## [Source material]
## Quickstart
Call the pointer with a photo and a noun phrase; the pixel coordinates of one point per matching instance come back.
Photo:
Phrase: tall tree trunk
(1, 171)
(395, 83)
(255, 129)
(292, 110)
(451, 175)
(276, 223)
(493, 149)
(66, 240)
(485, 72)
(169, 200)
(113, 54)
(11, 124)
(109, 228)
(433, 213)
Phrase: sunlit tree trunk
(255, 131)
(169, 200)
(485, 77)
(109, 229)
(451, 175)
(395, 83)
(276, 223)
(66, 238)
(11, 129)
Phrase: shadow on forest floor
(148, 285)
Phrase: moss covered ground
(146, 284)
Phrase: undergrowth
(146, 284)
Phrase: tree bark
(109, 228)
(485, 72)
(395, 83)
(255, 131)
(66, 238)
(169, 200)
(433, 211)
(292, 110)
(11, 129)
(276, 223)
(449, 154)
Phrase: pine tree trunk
...
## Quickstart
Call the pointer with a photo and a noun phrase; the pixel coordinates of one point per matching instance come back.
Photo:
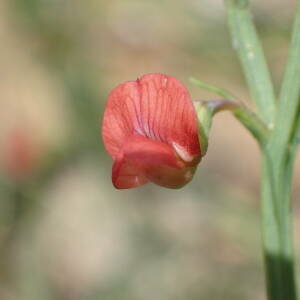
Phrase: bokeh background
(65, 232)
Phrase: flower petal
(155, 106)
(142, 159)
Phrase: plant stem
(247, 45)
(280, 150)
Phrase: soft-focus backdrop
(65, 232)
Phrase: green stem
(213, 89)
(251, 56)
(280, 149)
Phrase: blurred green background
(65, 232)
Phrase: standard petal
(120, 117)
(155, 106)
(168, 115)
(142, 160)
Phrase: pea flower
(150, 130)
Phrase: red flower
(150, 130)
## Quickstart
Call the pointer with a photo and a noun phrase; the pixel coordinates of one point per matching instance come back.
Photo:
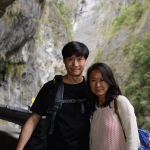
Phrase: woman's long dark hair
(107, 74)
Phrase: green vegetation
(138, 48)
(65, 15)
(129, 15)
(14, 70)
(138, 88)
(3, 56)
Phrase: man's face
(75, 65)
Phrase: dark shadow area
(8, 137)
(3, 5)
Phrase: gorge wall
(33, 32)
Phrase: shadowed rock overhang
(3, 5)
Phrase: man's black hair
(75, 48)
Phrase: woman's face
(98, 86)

## [Task prompt]
What you give back should be only the lines of the records above, starting at the line with "Phrase: shadow on forest floor" and ending at the line with "Phrase: pine tree trunk", restated word for word.

## [Response to the exercise]
Phrase: shadow on forest floor
(148, 285)
Phrase: moss covered ground
(146, 284)
Phrase: undergrowth
(146, 284)
Phrase: tree bark
(109, 228)
(485, 72)
(395, 83)
(255, 131)
(66, 238)
(169, 200)
(433, 211)
(292, 110)
(11, 129)
(276, 223)
(449, 154)
Phrase: pine tree trunk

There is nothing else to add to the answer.